### PROBLEM DESCRIPTION
Convert every line of the records below into a numbered list, omitting blank lines. Leave the pictures out of your answer.

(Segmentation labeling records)

***

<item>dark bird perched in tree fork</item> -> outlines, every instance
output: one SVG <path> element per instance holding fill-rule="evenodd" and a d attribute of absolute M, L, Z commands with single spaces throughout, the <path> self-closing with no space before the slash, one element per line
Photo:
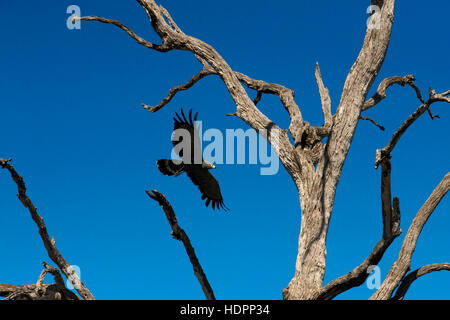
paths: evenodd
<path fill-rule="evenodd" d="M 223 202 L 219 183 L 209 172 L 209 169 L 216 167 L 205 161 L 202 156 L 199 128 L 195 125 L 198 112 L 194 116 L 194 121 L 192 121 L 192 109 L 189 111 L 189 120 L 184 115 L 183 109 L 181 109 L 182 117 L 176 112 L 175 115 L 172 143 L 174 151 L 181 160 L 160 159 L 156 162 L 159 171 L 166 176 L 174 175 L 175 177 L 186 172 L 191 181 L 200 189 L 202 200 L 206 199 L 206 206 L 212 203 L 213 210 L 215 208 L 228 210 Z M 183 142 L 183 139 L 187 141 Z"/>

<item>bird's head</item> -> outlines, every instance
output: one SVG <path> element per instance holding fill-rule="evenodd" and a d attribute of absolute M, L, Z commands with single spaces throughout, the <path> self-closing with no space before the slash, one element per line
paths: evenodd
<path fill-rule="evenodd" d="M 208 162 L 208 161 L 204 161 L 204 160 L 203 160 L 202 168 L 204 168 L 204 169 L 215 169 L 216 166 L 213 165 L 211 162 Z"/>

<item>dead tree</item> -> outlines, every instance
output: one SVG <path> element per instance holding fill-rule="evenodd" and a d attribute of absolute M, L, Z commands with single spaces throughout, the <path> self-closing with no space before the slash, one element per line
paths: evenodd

***

### THE REPLY
1. <item>dark bird perched in tree fork</item> -> outlines, every instance
2. output: one SVG <path> element per instance holding fill-rule="evenodd" and a d attribute of absolute M, L, Z commands with single spaces throughout, the <path> self-closing with no space before the slash, one element per line
3. Photo:
4. paths: evenodd
5. <path fill-rule="evenodd" d="M 223 202 L 219 183 L 209 172 L 209 169 L 216 167 L 205 161 L 202 156 L 199 128 L 195 125 L 198 112 L 194 116 L 194 121 L 192 121 L 192 109 L 189 111 L 189 120 L 184 115 L 183 109 L 181 109 L 182 117 L 176 112 L 175 115 L 172 143 L 174 151 L 181 160 L 160 159 L 156 162 L 159 171 L 166 176 L 174 175 L 175 177 L 186 172 L 191 181 L 200 189 L 202 200 L 206 199 L 206 206 L 212 203 L 213 210 L 215 208 L 228 210 Z M 183 142 L 183 139 L 187 141 Z"/>
6. <item>bird's head</item> -> outlines, every instance
7. output: one SVG <path> element per instance holding fill-rule="evenodd" and a d attribute of absolute M, L, Z commands with single spaces throughout, the <path> self-closing with no space before the slash, one element per line
8. paths: evenodd
9. <path fill-rule="evenodd" d="M 208 162 L 208 161 L 204 161 L 204 160 L 203 160 L 202 168 L 204 168 L 204 169 L 215 169 L 216 166 L 213 165 L 211 162 Z"/>
10. <item>dead tree</item> -> outlines, every instance
11. output: one SVG <path> element per instance holding fill-rule="evenodd" and a d attribute of absolute M, L, Z commands with single spaces throughout, the <path> self-closing with no space before the slash, one element per line
12. paths: evenodd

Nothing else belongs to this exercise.